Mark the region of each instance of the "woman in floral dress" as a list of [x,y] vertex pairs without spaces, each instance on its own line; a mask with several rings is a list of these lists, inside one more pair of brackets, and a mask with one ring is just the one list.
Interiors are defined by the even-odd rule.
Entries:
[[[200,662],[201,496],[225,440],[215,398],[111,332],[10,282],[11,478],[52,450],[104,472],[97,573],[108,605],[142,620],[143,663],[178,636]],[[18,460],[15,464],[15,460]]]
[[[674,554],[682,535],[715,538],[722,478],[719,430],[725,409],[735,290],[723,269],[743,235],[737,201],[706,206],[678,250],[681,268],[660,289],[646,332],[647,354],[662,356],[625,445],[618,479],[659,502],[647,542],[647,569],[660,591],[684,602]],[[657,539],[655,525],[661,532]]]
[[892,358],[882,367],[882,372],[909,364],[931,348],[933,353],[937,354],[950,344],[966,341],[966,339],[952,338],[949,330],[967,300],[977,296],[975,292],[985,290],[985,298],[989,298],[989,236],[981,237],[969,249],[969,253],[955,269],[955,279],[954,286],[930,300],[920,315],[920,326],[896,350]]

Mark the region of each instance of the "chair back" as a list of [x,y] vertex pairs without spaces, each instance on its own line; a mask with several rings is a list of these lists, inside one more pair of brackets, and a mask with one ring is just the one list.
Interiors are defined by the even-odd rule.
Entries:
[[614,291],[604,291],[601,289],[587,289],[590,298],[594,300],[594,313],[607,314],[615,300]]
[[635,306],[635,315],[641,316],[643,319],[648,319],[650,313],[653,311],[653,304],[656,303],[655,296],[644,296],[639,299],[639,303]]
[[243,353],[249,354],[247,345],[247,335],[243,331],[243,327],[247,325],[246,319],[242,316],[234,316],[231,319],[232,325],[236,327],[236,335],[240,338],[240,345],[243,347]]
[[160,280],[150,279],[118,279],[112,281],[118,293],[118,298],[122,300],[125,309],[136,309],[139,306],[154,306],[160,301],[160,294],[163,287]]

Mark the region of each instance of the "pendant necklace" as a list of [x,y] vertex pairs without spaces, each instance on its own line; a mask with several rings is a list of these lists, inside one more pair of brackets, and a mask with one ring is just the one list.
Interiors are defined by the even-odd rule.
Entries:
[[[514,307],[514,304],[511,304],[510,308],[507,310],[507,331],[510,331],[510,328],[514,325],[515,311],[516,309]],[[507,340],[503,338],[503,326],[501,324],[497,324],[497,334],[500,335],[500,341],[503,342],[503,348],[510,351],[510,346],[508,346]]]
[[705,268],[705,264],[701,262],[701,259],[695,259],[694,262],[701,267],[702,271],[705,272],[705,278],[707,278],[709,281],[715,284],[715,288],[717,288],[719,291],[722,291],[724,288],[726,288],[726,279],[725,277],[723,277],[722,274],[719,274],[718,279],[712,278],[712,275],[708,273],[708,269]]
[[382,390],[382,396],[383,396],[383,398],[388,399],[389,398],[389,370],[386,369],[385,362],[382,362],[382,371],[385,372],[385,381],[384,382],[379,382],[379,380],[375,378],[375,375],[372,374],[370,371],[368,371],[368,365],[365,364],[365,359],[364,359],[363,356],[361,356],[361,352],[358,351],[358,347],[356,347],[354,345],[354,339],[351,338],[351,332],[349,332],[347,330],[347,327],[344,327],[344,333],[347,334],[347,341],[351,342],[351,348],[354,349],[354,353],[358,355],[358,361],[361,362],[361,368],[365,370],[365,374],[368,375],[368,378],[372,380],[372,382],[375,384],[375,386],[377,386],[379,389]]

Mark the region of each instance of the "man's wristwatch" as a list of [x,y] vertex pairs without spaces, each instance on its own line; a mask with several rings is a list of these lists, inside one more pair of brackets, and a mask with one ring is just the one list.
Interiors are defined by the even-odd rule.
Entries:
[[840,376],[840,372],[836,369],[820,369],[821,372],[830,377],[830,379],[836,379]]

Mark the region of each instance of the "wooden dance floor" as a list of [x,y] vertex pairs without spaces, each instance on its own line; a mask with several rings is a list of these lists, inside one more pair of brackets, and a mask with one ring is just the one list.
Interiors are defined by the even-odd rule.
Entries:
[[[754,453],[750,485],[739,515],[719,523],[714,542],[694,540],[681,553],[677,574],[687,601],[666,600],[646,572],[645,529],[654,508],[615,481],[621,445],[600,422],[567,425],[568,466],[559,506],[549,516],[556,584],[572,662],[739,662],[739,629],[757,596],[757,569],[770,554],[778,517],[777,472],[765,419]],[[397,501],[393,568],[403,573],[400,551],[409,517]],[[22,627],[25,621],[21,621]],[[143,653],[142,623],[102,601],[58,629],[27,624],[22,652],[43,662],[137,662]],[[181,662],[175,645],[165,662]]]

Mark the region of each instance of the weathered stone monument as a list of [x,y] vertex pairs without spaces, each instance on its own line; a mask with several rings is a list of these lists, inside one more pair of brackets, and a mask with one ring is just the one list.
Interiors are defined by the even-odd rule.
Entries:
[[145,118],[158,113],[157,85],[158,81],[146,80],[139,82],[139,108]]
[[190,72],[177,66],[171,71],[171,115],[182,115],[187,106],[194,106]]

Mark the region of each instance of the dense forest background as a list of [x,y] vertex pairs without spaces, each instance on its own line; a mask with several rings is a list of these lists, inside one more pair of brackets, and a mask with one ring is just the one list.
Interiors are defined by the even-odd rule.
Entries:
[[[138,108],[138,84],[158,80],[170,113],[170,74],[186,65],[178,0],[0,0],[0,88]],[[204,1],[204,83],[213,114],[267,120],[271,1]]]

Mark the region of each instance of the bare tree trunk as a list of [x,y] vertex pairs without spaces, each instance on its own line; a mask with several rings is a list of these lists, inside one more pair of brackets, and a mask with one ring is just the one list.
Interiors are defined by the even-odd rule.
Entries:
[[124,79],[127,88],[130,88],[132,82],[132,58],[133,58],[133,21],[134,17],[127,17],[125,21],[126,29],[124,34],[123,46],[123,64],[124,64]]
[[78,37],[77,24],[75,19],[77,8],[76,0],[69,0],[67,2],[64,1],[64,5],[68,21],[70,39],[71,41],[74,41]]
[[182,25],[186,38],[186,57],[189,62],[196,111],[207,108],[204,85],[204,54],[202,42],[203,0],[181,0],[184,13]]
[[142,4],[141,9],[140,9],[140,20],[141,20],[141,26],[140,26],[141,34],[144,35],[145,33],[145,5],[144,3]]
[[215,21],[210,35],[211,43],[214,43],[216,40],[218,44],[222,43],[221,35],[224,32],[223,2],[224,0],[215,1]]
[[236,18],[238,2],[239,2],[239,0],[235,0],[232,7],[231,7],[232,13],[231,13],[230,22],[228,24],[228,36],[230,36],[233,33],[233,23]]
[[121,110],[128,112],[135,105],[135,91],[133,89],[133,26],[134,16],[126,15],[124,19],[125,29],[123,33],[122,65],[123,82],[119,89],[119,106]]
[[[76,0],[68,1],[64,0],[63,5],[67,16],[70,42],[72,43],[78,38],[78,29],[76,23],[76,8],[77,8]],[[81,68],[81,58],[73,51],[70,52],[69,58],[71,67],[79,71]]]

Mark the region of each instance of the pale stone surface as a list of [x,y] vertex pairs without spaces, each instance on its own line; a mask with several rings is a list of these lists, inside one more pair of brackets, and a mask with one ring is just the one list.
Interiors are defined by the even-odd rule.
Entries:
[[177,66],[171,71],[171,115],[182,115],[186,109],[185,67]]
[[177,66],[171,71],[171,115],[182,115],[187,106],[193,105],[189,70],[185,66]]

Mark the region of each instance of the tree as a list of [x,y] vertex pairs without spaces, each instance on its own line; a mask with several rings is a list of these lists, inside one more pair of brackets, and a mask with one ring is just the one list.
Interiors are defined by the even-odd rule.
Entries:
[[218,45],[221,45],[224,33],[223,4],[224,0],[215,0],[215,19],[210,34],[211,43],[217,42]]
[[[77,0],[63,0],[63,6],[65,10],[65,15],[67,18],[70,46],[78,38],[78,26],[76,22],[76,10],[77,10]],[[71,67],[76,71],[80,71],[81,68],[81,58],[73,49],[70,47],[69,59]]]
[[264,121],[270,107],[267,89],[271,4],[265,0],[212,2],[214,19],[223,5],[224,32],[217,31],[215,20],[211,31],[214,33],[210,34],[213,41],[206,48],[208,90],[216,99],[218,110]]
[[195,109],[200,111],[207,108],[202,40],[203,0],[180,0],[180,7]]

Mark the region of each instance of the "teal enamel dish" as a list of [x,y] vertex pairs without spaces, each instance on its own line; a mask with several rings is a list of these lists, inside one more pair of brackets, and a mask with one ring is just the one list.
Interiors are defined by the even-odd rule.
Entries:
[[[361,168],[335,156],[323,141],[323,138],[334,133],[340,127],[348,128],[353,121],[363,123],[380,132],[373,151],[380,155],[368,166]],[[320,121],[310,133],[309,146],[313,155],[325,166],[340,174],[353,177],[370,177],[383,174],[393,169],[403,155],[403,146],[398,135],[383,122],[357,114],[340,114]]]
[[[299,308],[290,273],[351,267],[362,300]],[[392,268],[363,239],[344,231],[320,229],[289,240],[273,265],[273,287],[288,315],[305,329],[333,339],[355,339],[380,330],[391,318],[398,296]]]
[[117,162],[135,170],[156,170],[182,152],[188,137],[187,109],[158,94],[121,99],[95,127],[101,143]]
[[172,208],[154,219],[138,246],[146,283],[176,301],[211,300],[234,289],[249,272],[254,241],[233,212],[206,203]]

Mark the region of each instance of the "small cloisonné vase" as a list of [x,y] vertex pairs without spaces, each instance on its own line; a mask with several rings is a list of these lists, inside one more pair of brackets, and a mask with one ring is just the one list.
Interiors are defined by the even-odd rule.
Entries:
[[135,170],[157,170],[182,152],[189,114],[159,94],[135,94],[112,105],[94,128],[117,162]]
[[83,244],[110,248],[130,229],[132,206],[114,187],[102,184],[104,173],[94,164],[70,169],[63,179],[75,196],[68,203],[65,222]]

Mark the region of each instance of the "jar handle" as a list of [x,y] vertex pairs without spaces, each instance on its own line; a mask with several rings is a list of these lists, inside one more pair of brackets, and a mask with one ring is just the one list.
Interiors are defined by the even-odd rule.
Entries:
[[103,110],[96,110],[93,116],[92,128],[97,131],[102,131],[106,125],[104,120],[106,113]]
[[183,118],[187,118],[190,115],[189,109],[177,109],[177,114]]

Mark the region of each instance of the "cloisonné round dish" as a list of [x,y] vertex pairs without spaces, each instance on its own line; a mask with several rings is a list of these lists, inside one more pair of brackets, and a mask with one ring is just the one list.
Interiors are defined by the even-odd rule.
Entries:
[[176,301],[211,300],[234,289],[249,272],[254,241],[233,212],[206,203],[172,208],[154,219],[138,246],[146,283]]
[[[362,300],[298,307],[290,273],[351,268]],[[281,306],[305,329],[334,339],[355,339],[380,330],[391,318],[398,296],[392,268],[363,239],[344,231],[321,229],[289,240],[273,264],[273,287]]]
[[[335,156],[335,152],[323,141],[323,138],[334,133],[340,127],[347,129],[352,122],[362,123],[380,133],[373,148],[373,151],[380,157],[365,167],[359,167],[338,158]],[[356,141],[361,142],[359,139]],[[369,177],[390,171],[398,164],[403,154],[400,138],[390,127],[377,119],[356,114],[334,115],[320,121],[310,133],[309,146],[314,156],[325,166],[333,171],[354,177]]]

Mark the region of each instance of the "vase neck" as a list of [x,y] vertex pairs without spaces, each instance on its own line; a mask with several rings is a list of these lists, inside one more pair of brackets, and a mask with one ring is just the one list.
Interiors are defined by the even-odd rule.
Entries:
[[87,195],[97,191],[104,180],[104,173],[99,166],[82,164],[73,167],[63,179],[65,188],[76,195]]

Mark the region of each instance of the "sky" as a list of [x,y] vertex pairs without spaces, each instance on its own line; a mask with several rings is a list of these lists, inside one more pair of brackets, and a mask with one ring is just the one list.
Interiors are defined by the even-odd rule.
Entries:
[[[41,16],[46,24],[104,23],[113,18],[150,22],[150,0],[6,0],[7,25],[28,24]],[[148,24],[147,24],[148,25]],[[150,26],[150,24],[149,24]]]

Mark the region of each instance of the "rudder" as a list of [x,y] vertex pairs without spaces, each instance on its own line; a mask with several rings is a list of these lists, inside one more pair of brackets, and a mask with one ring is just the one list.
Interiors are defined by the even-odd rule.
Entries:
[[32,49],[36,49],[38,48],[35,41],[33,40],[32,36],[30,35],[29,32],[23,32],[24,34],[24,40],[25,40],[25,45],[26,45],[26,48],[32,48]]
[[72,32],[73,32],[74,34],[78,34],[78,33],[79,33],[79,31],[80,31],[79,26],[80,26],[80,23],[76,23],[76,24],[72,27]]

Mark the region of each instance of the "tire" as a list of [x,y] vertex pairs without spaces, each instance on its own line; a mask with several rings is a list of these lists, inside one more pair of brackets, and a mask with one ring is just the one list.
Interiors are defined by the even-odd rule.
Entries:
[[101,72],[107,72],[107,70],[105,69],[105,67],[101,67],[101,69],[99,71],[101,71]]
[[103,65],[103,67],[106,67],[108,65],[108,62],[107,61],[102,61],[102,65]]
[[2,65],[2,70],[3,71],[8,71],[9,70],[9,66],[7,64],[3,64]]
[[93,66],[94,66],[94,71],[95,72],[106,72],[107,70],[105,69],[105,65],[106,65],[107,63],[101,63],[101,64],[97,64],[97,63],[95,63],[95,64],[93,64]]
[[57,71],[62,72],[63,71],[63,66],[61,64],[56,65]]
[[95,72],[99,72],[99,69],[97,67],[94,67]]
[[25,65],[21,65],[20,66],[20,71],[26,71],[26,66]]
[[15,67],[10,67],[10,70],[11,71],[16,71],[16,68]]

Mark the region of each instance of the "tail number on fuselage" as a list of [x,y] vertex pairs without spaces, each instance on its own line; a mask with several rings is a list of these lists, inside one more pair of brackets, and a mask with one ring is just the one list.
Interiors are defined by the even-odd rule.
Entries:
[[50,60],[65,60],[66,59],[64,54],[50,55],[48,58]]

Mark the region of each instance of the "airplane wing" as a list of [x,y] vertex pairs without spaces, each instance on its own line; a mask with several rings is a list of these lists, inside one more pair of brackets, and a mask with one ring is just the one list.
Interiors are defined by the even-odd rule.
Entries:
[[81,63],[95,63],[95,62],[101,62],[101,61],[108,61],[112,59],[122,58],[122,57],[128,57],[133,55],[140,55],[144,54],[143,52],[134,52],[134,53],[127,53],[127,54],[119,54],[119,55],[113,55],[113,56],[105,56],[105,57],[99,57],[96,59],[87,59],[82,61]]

**WORK TASK:**
Wherever the string "tree" appears in a line of the records above, copy that line.

**ANSWER TO THE EXERCISE:**
Mark the region of each instance of the bare tree trunk as a list of [x,y] vertex pairs without spaces, each instance on its own line; a mask with several rings is a list of these lists, inside one more pair of brackets, and a mask with one ring is just the one list.
Mark the region of each instance of the tree as a list of [x,y] vertex pairs without spaces, each instance on its own line; a mask with several rings is a list of these lists, inside one more pair of brackets, and a mask with one ring is just the one list.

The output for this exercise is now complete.